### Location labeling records
++++++++

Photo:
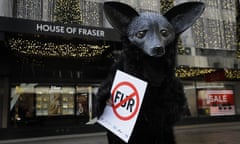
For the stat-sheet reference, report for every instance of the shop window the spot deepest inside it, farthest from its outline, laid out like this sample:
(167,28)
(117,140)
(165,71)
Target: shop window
(54,101)
(216,102)
(24,107)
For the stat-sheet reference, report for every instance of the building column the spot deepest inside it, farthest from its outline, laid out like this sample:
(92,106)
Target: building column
(6,8)
(4,102)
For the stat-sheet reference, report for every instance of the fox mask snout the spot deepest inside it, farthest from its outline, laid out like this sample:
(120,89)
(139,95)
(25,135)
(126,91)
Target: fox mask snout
(149,31)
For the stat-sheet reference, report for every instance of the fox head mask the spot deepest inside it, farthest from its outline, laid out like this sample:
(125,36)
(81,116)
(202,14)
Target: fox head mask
(149,31)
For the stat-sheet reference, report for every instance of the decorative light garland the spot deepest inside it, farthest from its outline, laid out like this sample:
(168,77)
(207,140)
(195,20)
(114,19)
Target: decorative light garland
(68,11)
(183,72)
(36,47)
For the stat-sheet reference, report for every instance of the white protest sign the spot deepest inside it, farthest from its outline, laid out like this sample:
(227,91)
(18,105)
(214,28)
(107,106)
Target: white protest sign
(127,95)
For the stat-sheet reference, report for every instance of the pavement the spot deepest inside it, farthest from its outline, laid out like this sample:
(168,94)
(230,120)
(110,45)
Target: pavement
(219,133)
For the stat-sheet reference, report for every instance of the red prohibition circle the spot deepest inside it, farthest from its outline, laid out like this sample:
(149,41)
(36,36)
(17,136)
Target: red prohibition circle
(115,106)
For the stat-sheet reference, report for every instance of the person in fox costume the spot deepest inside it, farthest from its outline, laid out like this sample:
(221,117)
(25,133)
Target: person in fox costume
(149,53)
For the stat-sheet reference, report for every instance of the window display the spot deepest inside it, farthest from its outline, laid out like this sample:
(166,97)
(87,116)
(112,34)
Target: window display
(216,102)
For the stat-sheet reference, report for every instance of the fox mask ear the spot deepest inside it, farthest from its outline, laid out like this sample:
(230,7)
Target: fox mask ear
(119,15)
(184,15)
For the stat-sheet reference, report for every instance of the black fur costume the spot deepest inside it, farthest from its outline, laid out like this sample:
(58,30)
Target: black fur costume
(164,100)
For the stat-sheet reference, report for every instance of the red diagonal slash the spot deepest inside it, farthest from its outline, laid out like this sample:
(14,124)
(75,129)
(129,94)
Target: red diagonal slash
(124,100)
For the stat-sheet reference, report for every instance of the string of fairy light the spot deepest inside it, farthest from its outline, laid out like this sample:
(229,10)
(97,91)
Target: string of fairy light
(88,13)
(36,47)
(184,73)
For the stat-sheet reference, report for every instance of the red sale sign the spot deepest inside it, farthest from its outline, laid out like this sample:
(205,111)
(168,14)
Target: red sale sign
(216,102)
(220,97)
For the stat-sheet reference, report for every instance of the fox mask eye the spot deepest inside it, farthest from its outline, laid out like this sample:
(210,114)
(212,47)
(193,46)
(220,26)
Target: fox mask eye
(164,33)
(141,34)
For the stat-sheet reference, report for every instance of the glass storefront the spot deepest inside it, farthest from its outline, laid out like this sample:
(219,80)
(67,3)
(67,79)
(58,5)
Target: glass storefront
(30,101)
(212,99)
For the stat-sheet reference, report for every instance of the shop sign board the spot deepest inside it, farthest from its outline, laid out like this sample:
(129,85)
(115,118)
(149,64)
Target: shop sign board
(127,95)
(217,102)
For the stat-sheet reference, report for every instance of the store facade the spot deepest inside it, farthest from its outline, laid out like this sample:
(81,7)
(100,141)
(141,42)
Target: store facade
(50,71)
(50,75)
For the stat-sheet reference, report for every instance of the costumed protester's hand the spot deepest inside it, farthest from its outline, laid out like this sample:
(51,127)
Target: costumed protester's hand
(103,97)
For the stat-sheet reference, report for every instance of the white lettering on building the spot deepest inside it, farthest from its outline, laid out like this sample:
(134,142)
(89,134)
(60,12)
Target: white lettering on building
(69,30)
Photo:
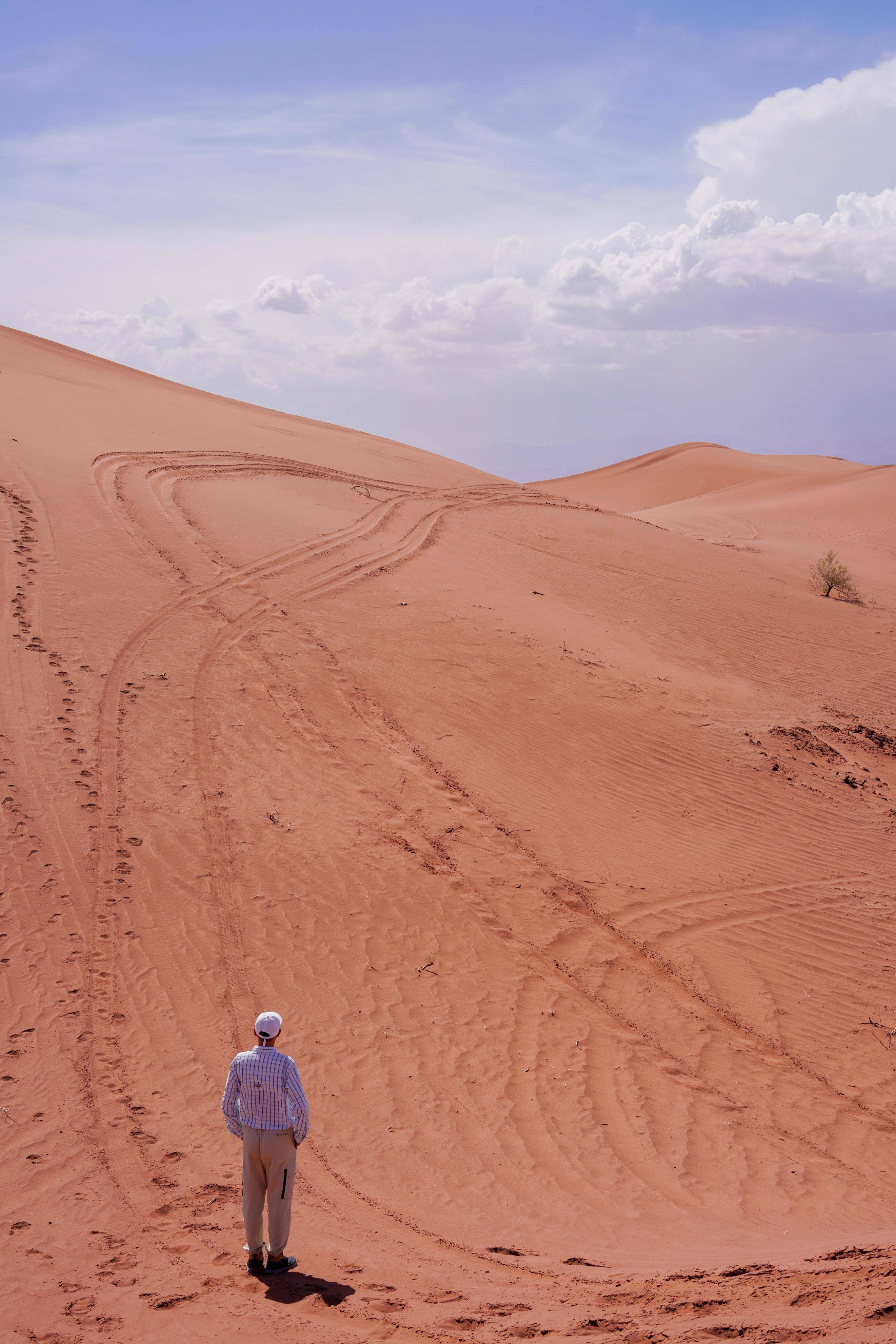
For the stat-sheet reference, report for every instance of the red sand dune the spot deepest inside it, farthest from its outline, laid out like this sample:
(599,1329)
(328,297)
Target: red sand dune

++++++++

### Required work
Reproduce the lines above, exactly and exclusively, from the line containing "the red sale" down to the last line, both included; pictures are not part of the copy.

### Result of this task
For the stat-sheet reference, report for every instance of the red sale sign the spot deepest inside it, farthest from its outline, laid out like this sample:
(205,111)
(168,14)
Target: red sale sign
(216,102)
(220,97)
For the stat-sheet reference, report for every instance of the fox mask eye the spot deepest inside it, farthest from its outline, laid out like this sample:
(210,114)
(212,47)
(193,46)
(220,26)
Target: fox mask eye
(164,33)
(141,34)
For the stat-sheet reference, report for every instance of the glass storefront the spot deepest inside it, farthest from its outline, laid out like this sample:
(219,80)
(67,3)
(67,79)
(58,5)
Target: glass storefront
(30,101)
(212,99)
For the stat-sheet reference, report for every instance of the shop sign board the spot deepest inside it, farthest from its outline, laid out like this sample:
(129,85)
(115,118)
(149,64)
Target: shop sign board
(127,95)
(217,102)
For the stat-sheet reference, report for every instance of the store facade the spot deepest inside it, farthest from its outline, laid out like this sample:
(81,7)
(100,141)
(141,42)
Target: store facade
(50,71)
(50,75)
For the stat-sheet reference, report for every instance of the costumed protester's hand the spot deepest inside it, farthest from its outline, laid out like this sample:
(51,127)
Target: costumed protester's hand
(103,97)
For the stat-sheet reference, report for every instance of the white lettering on building the spot deepest inside it, farthest from its outline, laid out like this sample:
(134,142)
(89,134)
(60,12)
Target: white lettering on building
(69,30)
Photo:
For the stat-sheet reference, report for every instance of the red sand dune the spot deepest inside it, farthest from its outline, laid out like this sample:
(599,1329)
(328,297)
Target: red sand dune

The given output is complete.